- EXERCISE -
Precisely the lines from the one with "Put a dot on every instance of the eave, giving" through the end of the data, both included, must make up the response, each restated word for word.
┏━━
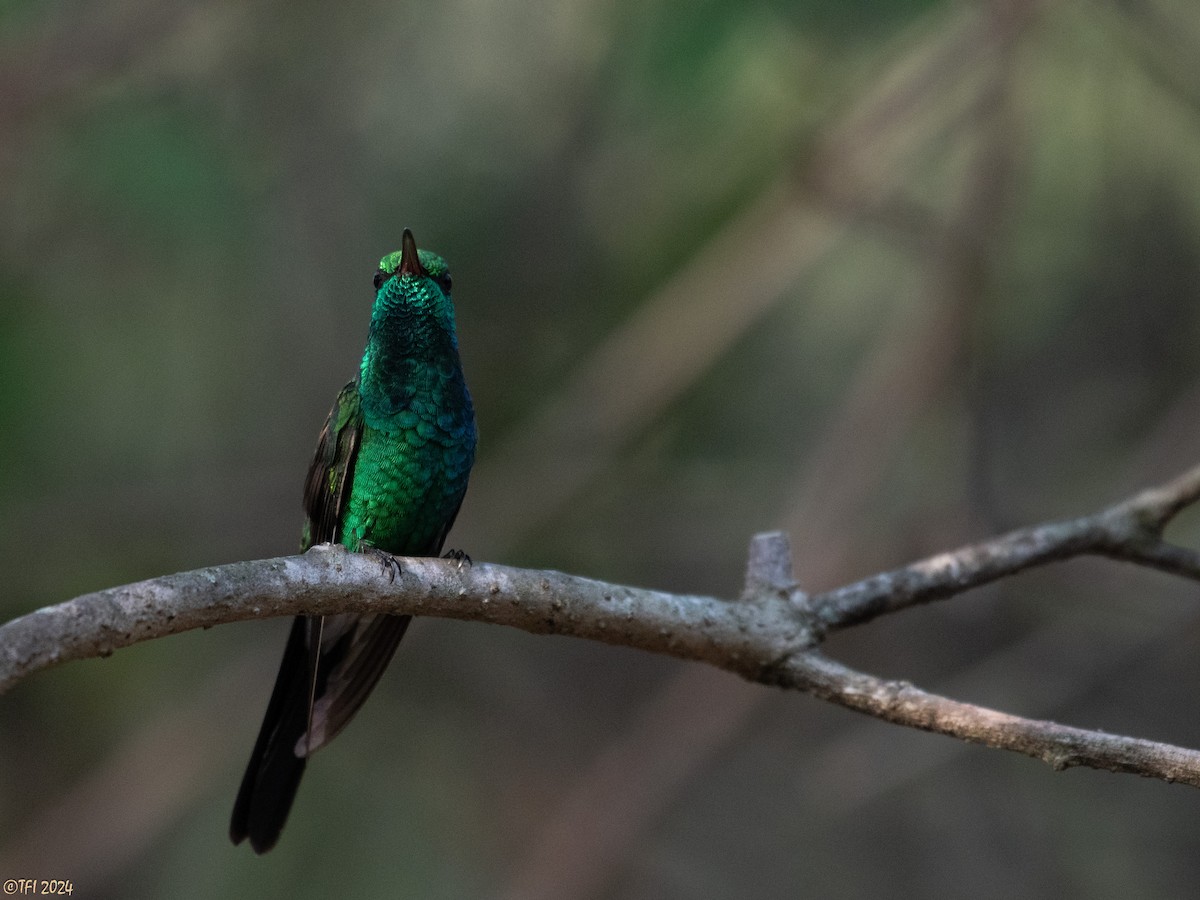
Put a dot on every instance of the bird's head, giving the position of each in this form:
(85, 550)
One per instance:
(403, 270)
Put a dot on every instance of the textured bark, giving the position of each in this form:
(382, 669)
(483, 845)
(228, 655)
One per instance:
(771, 634)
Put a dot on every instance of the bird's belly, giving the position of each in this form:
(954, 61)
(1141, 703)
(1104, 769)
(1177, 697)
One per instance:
(405, 490)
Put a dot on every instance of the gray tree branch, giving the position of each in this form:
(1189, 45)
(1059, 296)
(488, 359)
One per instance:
(769, 635)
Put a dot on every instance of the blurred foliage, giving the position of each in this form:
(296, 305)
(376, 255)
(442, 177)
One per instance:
(1002, 208)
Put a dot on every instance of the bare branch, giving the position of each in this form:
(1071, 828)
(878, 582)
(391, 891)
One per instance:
(1131, 532)
(1060, 745)
(769, 635)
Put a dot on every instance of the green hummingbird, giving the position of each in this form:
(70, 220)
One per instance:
(388, 477)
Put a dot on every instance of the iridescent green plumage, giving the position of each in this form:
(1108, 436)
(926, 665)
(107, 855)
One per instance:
(389, 474)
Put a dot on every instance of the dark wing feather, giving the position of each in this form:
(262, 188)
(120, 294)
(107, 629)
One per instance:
(275, 767)
(327, 487)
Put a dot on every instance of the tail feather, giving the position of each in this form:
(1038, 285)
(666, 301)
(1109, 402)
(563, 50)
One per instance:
(273, 775)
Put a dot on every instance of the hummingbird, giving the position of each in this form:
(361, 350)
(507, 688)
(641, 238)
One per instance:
(388, 478)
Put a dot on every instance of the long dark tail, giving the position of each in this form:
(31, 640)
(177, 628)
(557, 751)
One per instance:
(336, 666)
(274, 772)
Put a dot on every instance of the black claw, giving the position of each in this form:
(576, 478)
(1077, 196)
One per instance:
(389, 563)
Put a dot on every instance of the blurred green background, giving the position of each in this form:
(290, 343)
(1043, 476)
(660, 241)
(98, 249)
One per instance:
(889, 275)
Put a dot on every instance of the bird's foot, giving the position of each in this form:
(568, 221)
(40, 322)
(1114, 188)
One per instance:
(459, 557)
(389, 563)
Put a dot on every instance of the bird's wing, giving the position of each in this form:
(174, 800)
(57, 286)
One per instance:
(327, 490)
(275, 766)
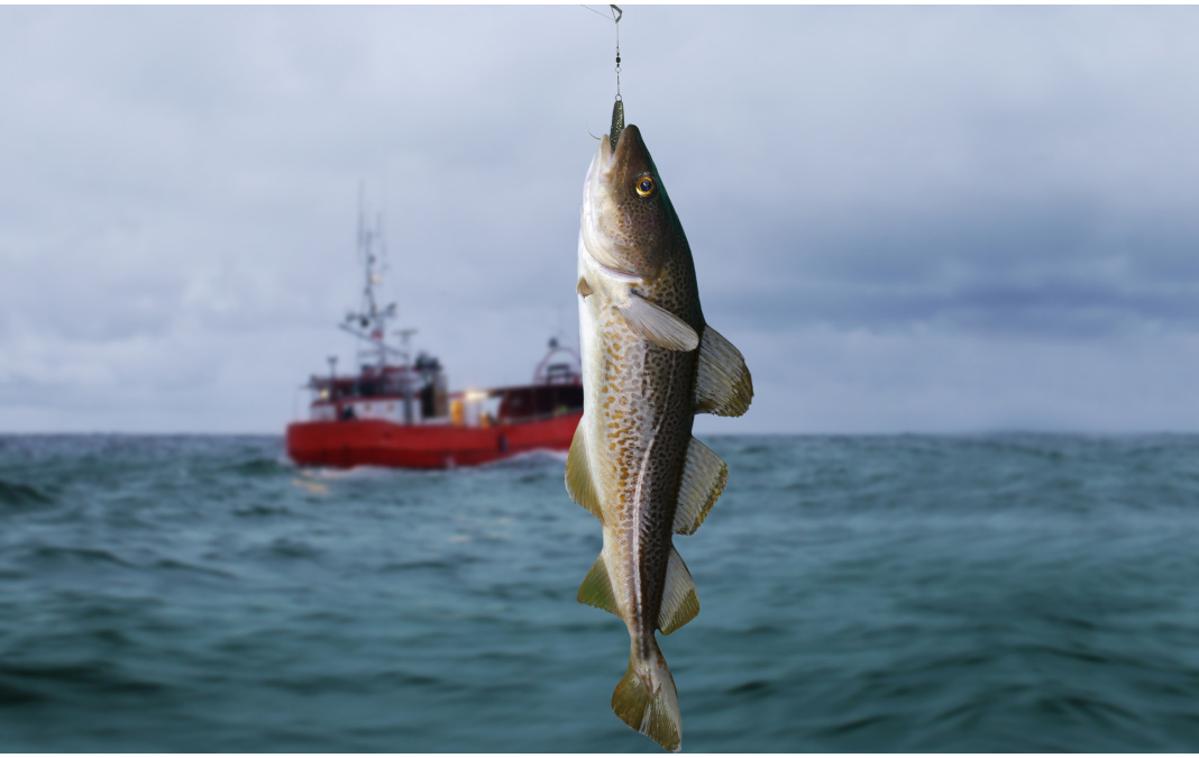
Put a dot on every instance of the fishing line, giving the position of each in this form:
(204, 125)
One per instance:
(614, 13)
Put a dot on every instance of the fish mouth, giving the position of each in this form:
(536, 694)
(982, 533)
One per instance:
(608, 154)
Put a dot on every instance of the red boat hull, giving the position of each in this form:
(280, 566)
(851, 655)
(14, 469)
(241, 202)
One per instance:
(373, 441)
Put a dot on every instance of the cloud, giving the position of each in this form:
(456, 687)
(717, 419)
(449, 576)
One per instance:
(909, 218)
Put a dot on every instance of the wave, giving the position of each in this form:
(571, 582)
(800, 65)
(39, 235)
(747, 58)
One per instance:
(23, 495)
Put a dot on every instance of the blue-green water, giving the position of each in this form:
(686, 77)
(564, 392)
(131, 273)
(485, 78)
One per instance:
(999, 593)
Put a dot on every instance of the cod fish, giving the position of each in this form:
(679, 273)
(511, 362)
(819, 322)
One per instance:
(650, 364)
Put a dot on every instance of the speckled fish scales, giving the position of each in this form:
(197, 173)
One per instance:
(650, 364)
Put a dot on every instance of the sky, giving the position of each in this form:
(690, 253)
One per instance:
(909, 220)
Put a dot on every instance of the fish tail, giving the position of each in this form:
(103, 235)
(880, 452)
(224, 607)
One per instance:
(646, 698)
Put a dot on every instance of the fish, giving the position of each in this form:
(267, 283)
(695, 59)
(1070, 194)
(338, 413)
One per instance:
(650, 364)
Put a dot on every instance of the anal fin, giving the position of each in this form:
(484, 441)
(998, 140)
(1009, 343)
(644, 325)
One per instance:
(723, 385)
(679, 600)
(596, 588)
(704, 476)
(578, 474)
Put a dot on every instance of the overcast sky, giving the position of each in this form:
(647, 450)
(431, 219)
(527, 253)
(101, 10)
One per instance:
(933, 218)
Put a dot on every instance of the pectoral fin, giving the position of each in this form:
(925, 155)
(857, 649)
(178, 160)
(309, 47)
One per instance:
(578, 474)
(658, 325)
(722, 384)
(679, 600)
(596, 588)
(703, 481)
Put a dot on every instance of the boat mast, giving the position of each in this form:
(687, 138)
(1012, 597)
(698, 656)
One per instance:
(371, 323)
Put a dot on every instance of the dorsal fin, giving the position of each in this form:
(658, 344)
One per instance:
(703, 481)
(722, 384)
(596, 588)
(578, 474)
(679, 600)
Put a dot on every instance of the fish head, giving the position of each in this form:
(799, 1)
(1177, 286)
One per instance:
(628, 224)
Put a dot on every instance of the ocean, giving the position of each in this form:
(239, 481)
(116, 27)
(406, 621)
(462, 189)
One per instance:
(992, 593)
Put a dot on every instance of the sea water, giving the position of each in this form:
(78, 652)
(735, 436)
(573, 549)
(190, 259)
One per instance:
(998, 593)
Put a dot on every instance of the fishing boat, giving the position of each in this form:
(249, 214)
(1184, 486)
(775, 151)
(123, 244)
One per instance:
(397, 411)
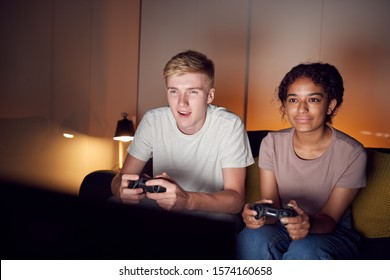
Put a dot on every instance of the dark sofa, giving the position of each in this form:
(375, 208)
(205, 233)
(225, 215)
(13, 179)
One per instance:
(371, 211)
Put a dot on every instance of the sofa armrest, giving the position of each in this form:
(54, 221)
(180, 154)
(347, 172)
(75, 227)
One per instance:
(97, 185)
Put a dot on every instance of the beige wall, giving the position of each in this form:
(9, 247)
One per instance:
(351, 34)
(66, 65)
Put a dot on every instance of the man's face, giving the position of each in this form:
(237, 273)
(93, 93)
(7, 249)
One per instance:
(188, 97)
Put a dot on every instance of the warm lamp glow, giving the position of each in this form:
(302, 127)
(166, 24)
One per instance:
(123, 138)
(124, 133)
(68, 135)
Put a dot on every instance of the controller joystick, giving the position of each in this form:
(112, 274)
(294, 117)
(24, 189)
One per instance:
(267, 210)
(140, 183)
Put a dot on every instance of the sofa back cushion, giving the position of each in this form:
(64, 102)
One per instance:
(371, 208)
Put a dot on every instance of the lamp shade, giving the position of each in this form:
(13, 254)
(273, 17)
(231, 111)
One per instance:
(124, 129)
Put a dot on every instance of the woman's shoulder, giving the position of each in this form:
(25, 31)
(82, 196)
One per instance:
(345, 139)
(280, 134)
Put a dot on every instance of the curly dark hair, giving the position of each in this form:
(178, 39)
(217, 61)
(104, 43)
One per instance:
(322, 74)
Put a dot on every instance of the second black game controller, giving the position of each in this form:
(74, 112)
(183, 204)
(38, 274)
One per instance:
(140, 183)
(267, 210)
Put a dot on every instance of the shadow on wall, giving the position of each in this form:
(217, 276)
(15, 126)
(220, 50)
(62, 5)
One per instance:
(23, 144)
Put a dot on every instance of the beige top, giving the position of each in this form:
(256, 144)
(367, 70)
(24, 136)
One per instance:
(310, 182)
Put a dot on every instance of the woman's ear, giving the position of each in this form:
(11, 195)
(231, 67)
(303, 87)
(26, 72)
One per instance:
(331, 106)
(210, 96)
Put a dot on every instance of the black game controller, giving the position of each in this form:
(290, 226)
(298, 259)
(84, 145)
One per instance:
(269, 211)
(140, 183)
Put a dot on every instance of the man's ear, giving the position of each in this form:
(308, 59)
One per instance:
(331, 106)
(210, 96)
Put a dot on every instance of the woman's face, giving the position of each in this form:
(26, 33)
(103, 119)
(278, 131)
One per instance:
(306, 105)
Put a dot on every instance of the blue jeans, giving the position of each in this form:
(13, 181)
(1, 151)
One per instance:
(272, 242)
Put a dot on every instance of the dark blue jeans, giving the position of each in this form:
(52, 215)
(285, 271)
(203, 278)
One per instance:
(272, 242)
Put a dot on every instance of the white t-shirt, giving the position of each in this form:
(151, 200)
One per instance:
(196, 161)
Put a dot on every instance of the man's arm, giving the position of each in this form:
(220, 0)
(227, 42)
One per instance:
(230, 200)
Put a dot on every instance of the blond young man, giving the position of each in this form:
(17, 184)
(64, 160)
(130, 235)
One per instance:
(200, 151)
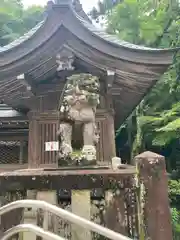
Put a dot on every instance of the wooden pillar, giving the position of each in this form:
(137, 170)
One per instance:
(33, 144)
(81, 206)
(21, 152)
(157, 217)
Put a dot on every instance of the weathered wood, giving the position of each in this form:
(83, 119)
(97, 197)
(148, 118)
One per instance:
(40, 179)
(81, 206)
(30, 217)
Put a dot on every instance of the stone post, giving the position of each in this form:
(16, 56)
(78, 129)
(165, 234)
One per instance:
(153, 176)
(81, 206)
(49, 220)
(30, 217)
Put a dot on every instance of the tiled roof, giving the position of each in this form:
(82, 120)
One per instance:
(8, 112)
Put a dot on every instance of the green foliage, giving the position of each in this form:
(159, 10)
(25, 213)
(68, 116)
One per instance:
(15, 20)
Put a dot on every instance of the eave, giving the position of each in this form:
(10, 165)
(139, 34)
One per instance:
(136, 68)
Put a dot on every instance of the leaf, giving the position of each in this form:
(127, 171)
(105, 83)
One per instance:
(170, 127)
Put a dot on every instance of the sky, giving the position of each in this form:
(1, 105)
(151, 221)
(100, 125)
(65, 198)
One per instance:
(87, 4)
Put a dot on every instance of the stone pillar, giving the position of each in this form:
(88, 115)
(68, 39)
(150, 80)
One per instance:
(153, 176)
(30, 217)
(115, 212)
(81, 206)
(49, 221)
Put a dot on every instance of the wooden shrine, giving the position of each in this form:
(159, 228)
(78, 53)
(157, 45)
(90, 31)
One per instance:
(34, 73)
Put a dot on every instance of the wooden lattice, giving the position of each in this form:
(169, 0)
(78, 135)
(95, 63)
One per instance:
(10, 152)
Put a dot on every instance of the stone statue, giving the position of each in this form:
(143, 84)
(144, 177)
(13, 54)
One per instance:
┗━━
- WORKED SOLUTION -
Put a dot on every instance of the eave, giving the position of each in this form:
(10, 165)
(139, 34)
One per instance:
(136, 68)
Put a dot on every instance of the leaf, giving the position of each in this form:
(127, 171)
(105, 83)
One per instance:
(170, 127)
Put a dot on every instance of the sky, giving the position of each in this form:
(1, 105)
(151, 221)
(100, 125)
(65, 198)
One per instance:
(87, 4)
Put a dot on every instance of the stone pillar, giving the position of each in this form:
(88, 115)
(68, 39)
(150, 80)
One per instance:
(153, 176)
(30, 217)
(115, 212)
(81, 206)
(49, 221)
Put a dot on every instance of the wooden shrine, giving the position of each in this form:
(159, 228)
(78, 53)
(157, 45)
(90, 31)
One per instance:
(34, 73)
Put a dot on every instance of the wooden lattice, giving the position of each in this form:
(169, 0)
(78, 135)
(95, 63)
One per instance:
(10, 152)
Put a dot on every instance of the stone statue, giving the position of each in this form:
(143, 84)
(144, 177)
(13, 54)
One per instance:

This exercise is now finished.